## Work to be completed
Pull out each line of the listing below that contains the word "Query".
★ ★ ★ ★ ★
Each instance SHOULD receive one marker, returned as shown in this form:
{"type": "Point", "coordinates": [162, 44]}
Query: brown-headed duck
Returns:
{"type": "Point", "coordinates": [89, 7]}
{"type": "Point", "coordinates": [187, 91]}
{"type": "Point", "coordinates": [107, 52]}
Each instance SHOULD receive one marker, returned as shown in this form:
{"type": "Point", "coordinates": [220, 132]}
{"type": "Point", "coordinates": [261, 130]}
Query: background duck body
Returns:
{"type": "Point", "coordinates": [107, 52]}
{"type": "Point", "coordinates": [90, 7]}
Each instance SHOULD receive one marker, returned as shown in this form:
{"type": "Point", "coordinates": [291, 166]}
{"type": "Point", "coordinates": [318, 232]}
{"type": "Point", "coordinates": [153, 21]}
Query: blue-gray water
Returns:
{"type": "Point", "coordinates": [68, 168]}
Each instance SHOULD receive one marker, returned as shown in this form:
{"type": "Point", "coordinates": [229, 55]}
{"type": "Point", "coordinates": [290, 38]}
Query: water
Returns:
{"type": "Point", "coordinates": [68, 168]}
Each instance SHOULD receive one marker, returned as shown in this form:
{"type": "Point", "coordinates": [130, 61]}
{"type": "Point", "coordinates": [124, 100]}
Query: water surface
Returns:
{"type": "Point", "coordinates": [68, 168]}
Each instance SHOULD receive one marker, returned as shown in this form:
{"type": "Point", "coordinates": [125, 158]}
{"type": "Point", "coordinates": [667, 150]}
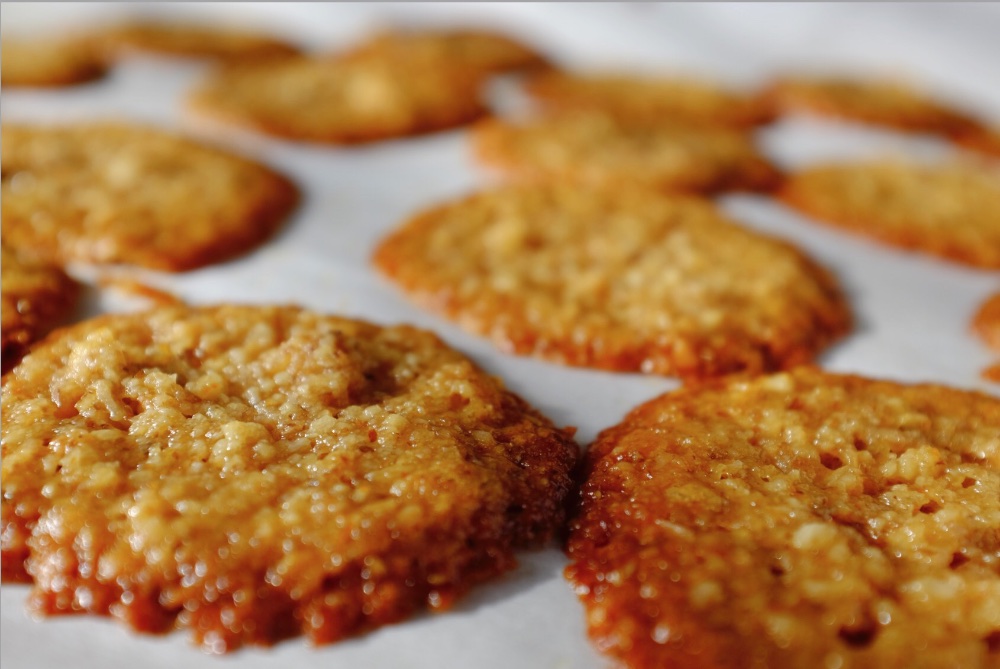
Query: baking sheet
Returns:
{"type": "Point", "coordinates": [912, 311]}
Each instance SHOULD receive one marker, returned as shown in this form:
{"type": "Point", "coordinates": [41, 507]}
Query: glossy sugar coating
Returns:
{"type": "Point", "coordinates": [802, 519]}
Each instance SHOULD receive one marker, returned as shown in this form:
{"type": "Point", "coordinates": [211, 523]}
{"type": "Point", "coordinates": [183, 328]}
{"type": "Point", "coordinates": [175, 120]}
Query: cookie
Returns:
★ ★ ★ ★ ★
## Task answer
Query: brown-headed duck
Query: background duck body
Query: blue-gray water
Query: water
Query: water surface
Query: baking sheet
Query: glossy sugar coating
Query: cookie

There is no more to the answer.